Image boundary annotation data
★ ★ ★ ★ ★
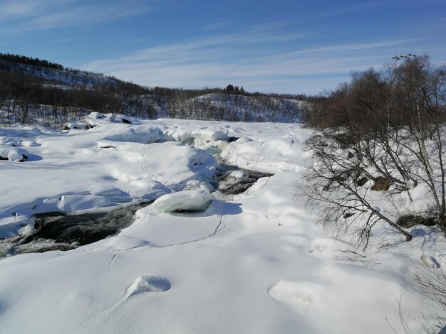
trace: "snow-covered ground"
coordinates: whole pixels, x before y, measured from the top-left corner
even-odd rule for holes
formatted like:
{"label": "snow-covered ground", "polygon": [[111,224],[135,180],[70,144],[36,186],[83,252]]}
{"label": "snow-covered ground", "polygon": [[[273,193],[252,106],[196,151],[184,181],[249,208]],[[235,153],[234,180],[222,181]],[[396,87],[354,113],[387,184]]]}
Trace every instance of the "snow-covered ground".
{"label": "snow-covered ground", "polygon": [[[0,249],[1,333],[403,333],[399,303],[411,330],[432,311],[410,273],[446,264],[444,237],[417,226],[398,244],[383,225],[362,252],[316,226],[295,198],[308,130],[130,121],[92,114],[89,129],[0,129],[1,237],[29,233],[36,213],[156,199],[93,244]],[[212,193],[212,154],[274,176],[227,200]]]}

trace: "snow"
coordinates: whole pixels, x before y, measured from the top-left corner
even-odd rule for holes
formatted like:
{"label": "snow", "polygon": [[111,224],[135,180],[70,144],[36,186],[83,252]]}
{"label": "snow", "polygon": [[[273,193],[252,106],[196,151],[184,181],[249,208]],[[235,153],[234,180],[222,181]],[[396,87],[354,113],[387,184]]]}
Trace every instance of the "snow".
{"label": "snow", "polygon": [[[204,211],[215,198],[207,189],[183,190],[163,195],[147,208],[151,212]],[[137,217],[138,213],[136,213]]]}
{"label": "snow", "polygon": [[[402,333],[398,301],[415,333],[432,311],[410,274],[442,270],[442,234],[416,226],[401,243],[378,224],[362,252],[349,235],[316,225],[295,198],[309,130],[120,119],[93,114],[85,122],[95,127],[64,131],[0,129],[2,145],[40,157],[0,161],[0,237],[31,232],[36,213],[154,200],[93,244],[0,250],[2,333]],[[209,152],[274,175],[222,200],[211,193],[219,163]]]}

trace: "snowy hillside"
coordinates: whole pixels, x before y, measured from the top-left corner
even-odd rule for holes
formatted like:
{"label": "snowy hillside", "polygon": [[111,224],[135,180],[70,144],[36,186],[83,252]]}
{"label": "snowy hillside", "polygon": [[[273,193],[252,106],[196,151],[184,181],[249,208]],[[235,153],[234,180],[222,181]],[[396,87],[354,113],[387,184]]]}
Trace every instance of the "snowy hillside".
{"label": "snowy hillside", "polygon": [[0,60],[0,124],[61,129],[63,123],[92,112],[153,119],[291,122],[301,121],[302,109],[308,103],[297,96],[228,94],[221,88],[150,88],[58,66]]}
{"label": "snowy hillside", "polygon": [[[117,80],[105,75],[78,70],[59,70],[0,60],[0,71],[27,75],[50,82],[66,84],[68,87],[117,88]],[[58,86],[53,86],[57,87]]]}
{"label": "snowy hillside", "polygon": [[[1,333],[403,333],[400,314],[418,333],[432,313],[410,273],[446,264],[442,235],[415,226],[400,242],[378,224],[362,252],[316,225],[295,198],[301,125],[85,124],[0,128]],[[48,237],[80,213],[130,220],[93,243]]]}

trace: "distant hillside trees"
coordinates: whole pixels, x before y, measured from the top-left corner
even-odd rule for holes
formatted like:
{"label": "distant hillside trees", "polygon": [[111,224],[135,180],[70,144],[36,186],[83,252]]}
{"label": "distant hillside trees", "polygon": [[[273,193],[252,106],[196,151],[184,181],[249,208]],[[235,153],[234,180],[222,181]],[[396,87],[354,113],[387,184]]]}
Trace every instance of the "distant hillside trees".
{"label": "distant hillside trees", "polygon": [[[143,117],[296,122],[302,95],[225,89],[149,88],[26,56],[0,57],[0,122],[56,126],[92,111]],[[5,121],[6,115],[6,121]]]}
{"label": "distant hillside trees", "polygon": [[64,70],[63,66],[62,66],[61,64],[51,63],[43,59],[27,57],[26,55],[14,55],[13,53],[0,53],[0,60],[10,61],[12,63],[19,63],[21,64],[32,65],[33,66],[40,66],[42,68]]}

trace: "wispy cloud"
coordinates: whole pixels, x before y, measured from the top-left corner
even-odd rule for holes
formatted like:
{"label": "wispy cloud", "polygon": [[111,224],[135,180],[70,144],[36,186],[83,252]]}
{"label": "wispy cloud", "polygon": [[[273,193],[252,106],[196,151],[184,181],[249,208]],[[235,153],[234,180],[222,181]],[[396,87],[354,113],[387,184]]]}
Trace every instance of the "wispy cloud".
★ ★ ★ ★ ★
● **WHAT YOU WILL DO**
Gather every line of the rows above that contains the string "covered", and list those lines in their original order.

● **WRITTEN SOLUTION**
trace: "snow-covered ground"
{"label": "snow-covered ground", "polygon": [[111,224],[135,180],[70,144],[36,186],[83,252]]}
{"label": "snow-covered ground", "polygon": [[[273,193],[252,106],[196,151],[184,181],[249,208]],[[235,153],[234,180],[222,181]],[[396,87],[354,113],[387,184]]]}
Trace every instance of the "snow-covered ground".
{"label": "snow-covered ground", "polygon": [[[0,249],[1,333],[403,333],[399,303],[411,330],[432,311],[410,273],[446,264],[444,237],[417,226],[398,244],[383,225],[362,252],[316,226],[295,198],[308,130],[130,121],[92,114],[89,129],[0,129],[1,237],[29,233],[36,213],[156,199],[93,244]],[[212,193],[212,154],[274,176],[227,200]]]}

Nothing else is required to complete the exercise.